STATED GOAL: Using the passage on blades and conductors, mark each statement yes or no and quote the words that decide it. (a) The second blade is connected to the common conductor. (b) The non-interference groove keeps the conductor from interfering with the blade body. (c) The blade body is entirely enclosed within the support block.

The first blade and the third blade may be connected to a common conductor that passes through the housing. The second blade may be connected to a first conductor that passes through the housing. The common conductor and the first conductor may pass through the single inner space within the housing. The fourth blade may be connected to a second conductor that passes through the housing. The common conductor and the first conductor and the second conductor may pass through the single inner space in the housing. The support structure may have a conductor-receiving groove defined in the support block. At least one of the common conductor, the first conductor, or the second conductor passing through the housing may be received in the conductor-receiving groove.

At least one of the first to fourth blades may include a blade body. The blade body may be inserted into the slot and is fixed to the support block, and at least a portion of the blade body may be exposed out of the support block. A conductor-receiving portion may extend from the blade body. The conductor-receiving portion may receive a corresponding conductor. The corresponding conductor may pass through the conductor-receiving groove when the blade body is fixed to the support block. The corresponding conductor may be selected from the common conductor, the first conductor, and the second conductor.

The blade body may have a non-interference groove defined therein. The non-interference groove may receive a corresponding conductor and prevent the conductor from interfering with the blade body. The corresponding conductor may be received in the conductor-receiving groove and may be selected from the common conductor, the first conductor, and the second conductor.

SUPPLIED INFORMATION:
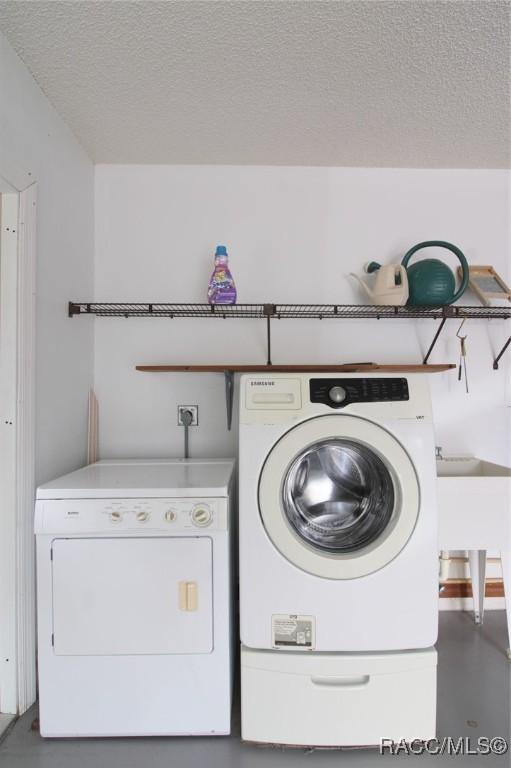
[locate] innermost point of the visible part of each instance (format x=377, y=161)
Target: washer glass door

EXERCISE SOLUTION:
(a) No: "The second blade may be connected to a first conductor that passes through the housing."
(b) Yes: "The non-interference groove may receive a corresponding conductor and prevent the conductor from interfering with the blade body."
(c) No: "at least a portion of the blade body may be exposed out of the support block."